- _WORK TO BE COMPLETED_: Return the whole listing exactly as it stands.

- _Entries from a pointing dataset_:
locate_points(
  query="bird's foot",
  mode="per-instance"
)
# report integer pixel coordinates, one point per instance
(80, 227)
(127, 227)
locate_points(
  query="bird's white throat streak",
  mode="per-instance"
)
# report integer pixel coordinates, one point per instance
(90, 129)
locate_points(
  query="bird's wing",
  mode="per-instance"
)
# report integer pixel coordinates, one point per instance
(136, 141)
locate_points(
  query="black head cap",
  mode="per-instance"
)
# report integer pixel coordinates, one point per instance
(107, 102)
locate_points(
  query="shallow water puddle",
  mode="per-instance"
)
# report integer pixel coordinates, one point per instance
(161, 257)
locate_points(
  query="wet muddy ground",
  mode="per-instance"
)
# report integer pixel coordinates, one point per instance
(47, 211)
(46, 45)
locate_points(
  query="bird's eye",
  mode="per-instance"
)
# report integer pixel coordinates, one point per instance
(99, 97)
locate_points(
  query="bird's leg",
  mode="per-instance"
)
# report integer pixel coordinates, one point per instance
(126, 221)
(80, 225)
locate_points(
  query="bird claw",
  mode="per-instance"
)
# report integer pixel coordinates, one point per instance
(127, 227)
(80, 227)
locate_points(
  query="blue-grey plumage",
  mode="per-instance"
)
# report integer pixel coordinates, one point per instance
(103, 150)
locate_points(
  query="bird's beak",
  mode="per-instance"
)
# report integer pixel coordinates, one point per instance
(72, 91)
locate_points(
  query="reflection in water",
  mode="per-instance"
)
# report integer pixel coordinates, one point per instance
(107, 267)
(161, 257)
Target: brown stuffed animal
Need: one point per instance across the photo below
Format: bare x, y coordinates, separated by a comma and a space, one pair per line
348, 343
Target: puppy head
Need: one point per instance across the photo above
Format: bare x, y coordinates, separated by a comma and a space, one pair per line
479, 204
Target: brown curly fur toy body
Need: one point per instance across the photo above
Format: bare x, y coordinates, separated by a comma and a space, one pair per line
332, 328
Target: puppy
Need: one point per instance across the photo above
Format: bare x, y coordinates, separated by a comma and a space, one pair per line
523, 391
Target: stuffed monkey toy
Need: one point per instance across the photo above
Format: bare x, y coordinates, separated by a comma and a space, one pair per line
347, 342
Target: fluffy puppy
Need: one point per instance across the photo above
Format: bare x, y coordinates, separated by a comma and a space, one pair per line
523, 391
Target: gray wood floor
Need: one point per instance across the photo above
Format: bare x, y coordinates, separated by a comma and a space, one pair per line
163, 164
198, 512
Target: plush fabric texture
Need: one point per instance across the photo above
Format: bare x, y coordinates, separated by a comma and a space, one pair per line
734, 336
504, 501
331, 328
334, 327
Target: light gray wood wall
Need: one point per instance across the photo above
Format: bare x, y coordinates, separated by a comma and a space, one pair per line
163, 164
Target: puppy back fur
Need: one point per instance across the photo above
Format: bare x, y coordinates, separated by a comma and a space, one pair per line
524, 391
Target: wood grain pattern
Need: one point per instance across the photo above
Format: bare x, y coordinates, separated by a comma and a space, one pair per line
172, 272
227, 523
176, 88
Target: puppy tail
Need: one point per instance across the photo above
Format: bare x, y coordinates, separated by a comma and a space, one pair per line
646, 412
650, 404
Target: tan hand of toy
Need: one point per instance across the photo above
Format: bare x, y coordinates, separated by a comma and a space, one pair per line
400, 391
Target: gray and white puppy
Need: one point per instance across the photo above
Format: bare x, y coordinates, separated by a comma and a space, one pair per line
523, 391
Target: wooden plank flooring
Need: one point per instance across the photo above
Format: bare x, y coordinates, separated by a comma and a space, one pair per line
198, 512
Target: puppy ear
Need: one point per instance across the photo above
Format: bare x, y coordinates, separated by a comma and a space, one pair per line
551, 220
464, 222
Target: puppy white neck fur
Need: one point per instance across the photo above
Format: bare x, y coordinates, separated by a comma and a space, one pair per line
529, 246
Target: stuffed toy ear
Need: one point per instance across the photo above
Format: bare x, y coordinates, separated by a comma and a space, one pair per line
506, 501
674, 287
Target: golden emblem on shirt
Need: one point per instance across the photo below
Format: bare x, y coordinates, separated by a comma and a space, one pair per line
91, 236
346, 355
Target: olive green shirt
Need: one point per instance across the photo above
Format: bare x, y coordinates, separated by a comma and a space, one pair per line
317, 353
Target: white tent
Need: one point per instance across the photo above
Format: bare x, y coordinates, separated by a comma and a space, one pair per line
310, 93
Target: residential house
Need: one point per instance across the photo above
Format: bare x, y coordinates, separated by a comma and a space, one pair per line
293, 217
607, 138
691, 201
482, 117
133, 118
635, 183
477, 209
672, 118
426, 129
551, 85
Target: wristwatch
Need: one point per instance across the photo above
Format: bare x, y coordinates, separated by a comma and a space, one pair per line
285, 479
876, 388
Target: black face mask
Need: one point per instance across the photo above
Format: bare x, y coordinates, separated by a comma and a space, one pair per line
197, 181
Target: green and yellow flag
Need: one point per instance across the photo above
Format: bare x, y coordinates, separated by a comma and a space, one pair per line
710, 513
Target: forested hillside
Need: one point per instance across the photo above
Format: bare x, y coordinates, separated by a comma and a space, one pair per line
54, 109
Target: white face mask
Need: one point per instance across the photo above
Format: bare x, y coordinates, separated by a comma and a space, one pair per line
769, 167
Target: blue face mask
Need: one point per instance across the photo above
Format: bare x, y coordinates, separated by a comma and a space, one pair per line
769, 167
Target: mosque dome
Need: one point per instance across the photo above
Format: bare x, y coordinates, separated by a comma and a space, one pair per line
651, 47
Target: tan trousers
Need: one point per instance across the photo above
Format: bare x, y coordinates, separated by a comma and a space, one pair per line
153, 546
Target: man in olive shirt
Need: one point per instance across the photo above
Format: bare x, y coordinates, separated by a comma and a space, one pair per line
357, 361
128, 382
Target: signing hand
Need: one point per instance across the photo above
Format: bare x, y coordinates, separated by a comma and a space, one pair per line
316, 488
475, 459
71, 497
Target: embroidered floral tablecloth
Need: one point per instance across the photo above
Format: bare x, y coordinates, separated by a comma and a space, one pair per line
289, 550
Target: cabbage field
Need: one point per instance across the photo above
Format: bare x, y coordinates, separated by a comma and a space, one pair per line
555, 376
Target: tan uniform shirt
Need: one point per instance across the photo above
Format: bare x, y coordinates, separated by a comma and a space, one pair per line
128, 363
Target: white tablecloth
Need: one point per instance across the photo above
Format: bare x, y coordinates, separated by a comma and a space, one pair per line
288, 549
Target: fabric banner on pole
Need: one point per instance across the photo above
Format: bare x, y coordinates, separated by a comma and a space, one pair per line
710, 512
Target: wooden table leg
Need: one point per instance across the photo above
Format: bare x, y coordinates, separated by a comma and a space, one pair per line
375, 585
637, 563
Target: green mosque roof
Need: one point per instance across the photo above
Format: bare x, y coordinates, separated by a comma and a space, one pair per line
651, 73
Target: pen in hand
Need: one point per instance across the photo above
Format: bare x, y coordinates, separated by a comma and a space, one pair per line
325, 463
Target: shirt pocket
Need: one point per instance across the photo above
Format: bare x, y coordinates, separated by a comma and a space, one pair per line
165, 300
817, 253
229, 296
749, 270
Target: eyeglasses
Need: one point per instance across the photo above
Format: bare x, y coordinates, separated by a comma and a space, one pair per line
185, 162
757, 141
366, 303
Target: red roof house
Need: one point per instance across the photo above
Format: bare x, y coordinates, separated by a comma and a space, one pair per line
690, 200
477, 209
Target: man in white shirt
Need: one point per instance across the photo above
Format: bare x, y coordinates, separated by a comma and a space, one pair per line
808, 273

- _RESULT FOR THIS TASK_:
locate_points(
  query="bird's foot",
  mode="per-instance"
)
# report integer pixel coordinates, one point per instance
(80, 227)
(127, 227)
locate_points(
  query="bird's white throat streak",
  mode="per-instance"
)
# report integer pixel coordinates, one point per instance
(90, 129)
locate_points(
  query="bird's wing",
  mode="per-instance"
)
# report integer pixel coordinates, one point per instance
(136, 141)
locate_points(
  query="black head cap",
  mode="per-instance"
)
# report integer pixel coordinates, one point per instance
(107, 102)
locate_points(
  query="shallow water puddle",
  mode="per-instance"
)
# report integer pixel coordinates, one point per instance
(161, 257)
locate_points(
  query="wet muddy ground",
  mode="per-instance"
)
# report integer pixel coordinates, one point per instance
(47, 211)
(46, 45)
locate_points(
  query="bird's eye",
  mode="per-instance"
)
# report integer pixel coordinates, one point per instance
(99, 97)
locate_points(
  query="bird's leg",
  mode="per-instance"
)
# report integer pixel coordinates, one point per instance
(126, 221)
(80, 225)
locate_points(
  query="bird claw",
  mode="per-instance"
)
# report integer pixel coordinates, one point per instance
(127, 227)
(80, 227)
locate_points(
  query="blue-grey plumage",
  mode="per-instance"
)
# report integer pixel coordinates, one point per instance
(103, 150)
locate_points(
  query="bird's beak",
  mode="per-instance"
)
# report integer pixel coordinates, one point per instance
(72, 91)
locate_points(
  query="reflection in water",
  mode="per-instance"
)
# report integer pixel coordinates, one point per instance
(107, 267)
(161, 257)
Target: brown stuffed animal
Need: one point per instance across the photo below
Format: bare x, y coordinates, separated by a comma and a space, one pair per line
348, 343
Target: puppy head
Need: one point per instance across the photo above
Format: bare x, y coordinates, separated by a comma and a space, one pair per line
479, 204
Target: brown curly fur toy body
Need: one point per instance across the photo above
Format: bare x, y coordinates, separated by a comma and a space, one pair per line
332, 328
Target: puppy
Need: one point per instance across the photo above
Format: bare x, y coordinates, separated by a comma and a space, one pair per line
523, 391
Target: stuffed monkey toy
Need: one point per instance across the photo above
Format: bare x, y coordinates, separated by a comma and a space, one pair per line
347, 342
Target: fluffy puppy
Need: one point per instance across the photo above
Format: bare x, y coordinates, separated by a comma and a space, one pair per line
523, 391
Target: gray wood floor
Need: one point per instance across the photo above
Format: bare x, y coordinates, separated by a comma and a space, one pair per line
163, 164
198, 512
Target: plush fabric texture
Need: one point per instance across the photo above
Format: bare x, y coordinates, separated by a comma and a space, one pair per line
734, 336
504, 501
331, 328
334, 327
Target: light gray wood wall
Need: one point per instance across the photo above
Format: bare x, y coordinates, separated by a comma and a space, one pair per line
163, 164
Target: puppy back fur
Need: one point per instance across the photo above
Format: bare x, y coordinates, separated by a comma and a space, one pair per line
524, 391
Target: wood grain pattern
Need: one point per instance across the photo above
Format: bare x, y coordinates, separated by a comma and a space, one pair per line
172, 272
227, 523
176, 88
Target: puppy tail
Need: one point per instance across the photo above
Format: bare x, y coordinates, separated by a comma and a space, one pair per line
646, 412
650, 404
Target: tan hand of toy
Need: one point per instance across the photo above
Format: bare x, y coordinates, separated by a comma and a space, one pair per line
400, 391
Target: gray and white puppy
Need: one point per instance across the photo above
Format: bare x, y coordinates, separated by a comma and a space, one pair per line
523, 391
Target: wooden plank flooring
Need: one point per instance across the photo above
Format: bare x, y coordinates, separated by a comma and a space, one pair per line
198, 512
Target: puppy ear
Need: one point per instance across the photo above
Format: bare x, y coordinates, separated by a comma and a space, one pair per line
551, 220
464, 222
Target: puppy white neck fur
Need: one point per instance across the photo above
Format: bare x, y coordinates, separated by a comma and a space, one pair per line
529, 246
Target: stuffed toy ear
Need: one point per instance across the photo above
Format: bare x, y coordinates, separated by a comma and a space, one pair per line
506, 501
674, 287
Target: golden emblem on shirt
Need: one point per instance across the photo below
Format: bare x, y coordinates, separated by a comma and a space, one pair per line
91, 236
346, 355
Target: olive green shirt
Need: one point per instance across the photo above
Format: bare x, y coordinates, separated by a comma and a space, one pair per line
317, 353
Target: white tent
Need: one point per instance across the photo above
Format: bare x, y coordinates, separated by a comma and a space, one pair per line
310, 93
Target: residential house
Need: one point per instance across the photo above
Format: bare x, y coordinates, separated by a comma and a space, one pair per line
293, 217
607, 138
691, 201
482, 117
133, 118
635, 183
477, 209
672, 118
426, 129
551, 85
Target: wristwatch
Need: one point per instance across the photo above
Format: bare x, y coordinates, separated by a comma and a space, one pair per line
285, 479
876, 388
Target: black face mask
Need: one point per instance across the photo above
Format: bare x, y coordinates, separated by a comma and a space, one pair per line
197, 181
Target: green and yellow flag
Need: one point per instance across the photo above
Format: bare x, y coordinates, separated by a comma and a space, one pair per line
710, 513
Target: forested hillside
Need: one point per instance across the photo above
Format: bare x, y coordinates, separated by a comma and a space, one pair per line
54, 109
Target: white face mask
Need: one point per instance across the photo above
Format: bare x, y coordinates, separated by a comma and a space, one pair per line
769, 167
Target: blue face mask
Need: one point per instance across the photo above
Format: bare x, y coordinates, separated by a comma and a space, one pair per line
769, 167
Target: mosque dome
Need: one point per instance across the photo above
Format: bare x, y coordinates, separated by a comma and a space, one pair per line
651, 47
Target: tan trousers
Need: one point per instance across the photo above
Format: bare x, y coordinates, separated by a comma and a space, one pair per line
153, 546
Target: man in olive shirt
Need: one point per instance across the photo above
Format: bare x, y coordinates, separated by a comma and a space, one pair per line
357, 361
128, 382
Target: signing hand
Need: one point per instance across the photo above
Format: bare x, y coordinates, separated by a comma and a space, one pair per line
316, 488
475, 459
71, 497
Target: embroidered floral tablecloth
Need: one point per instance across the photo above
Format: bare x, y coordinates, separated by a comma and a space, one pair per line
289, 550
Target: cabbage field
Need: one point per instance across the photo above
Format: bare x, y coordinates, separated by a comma and a space, one pair per line
555, 376
Target: tan uniform shirt
Need: one point per instance across the photo above
Format: bare x, y coordinates, separated by a comma and a space, one pair per line
128, 363
Target: white tablecloth
Need: one point per instance across the photo above
Format: bare x, y coordinates, separated by a comma and a space, one pair per line
288, 549
Target: fabric banner on pole
Need: one point per instance across the photo above
Format: bare x, y coordinates, separated by a comma and a space, one pair per line
710, 512
Target: wooden table leg
Need: one point per instance across the photo above
Format: bare x, y coordinates, separated by a comma and a space, one pair per line
375, 585
637, 563
Target: green mosque roof
Need: one point per instance across the photo above
Format: bare x, y coordinates, separated by a comma and a space, one pair per line
651, 73
Target: pen in hand
Need: one point per instance across the photo above
Format: bare x, y coordinates, separated by a comma and a space, one pair per line
325, 463
Target: shirt pocket
Need: one point per instance across the photo above
Format: bare x, y coordinates, separated by a comma and a space, one pair per line
165, 300
817, 253
229, 296
749, 270
Target: eyeglasses
Need: one point per instance across the photo above
Format: bare x, y coordinates, separated by a comma and a space, one pair per line
185, 162
757, 141
366, 303
Target: red roof house
Need: one point per instance across the photo above
Format: bare x, y coordinates, separated by a comma and a space, one pair per line
690, 200
477, 209
Target: man in white shirt
Need: one point per instance across the photo above
Format: bare x, y coordinates, separated by a comma and a space, one pair per line
808, 273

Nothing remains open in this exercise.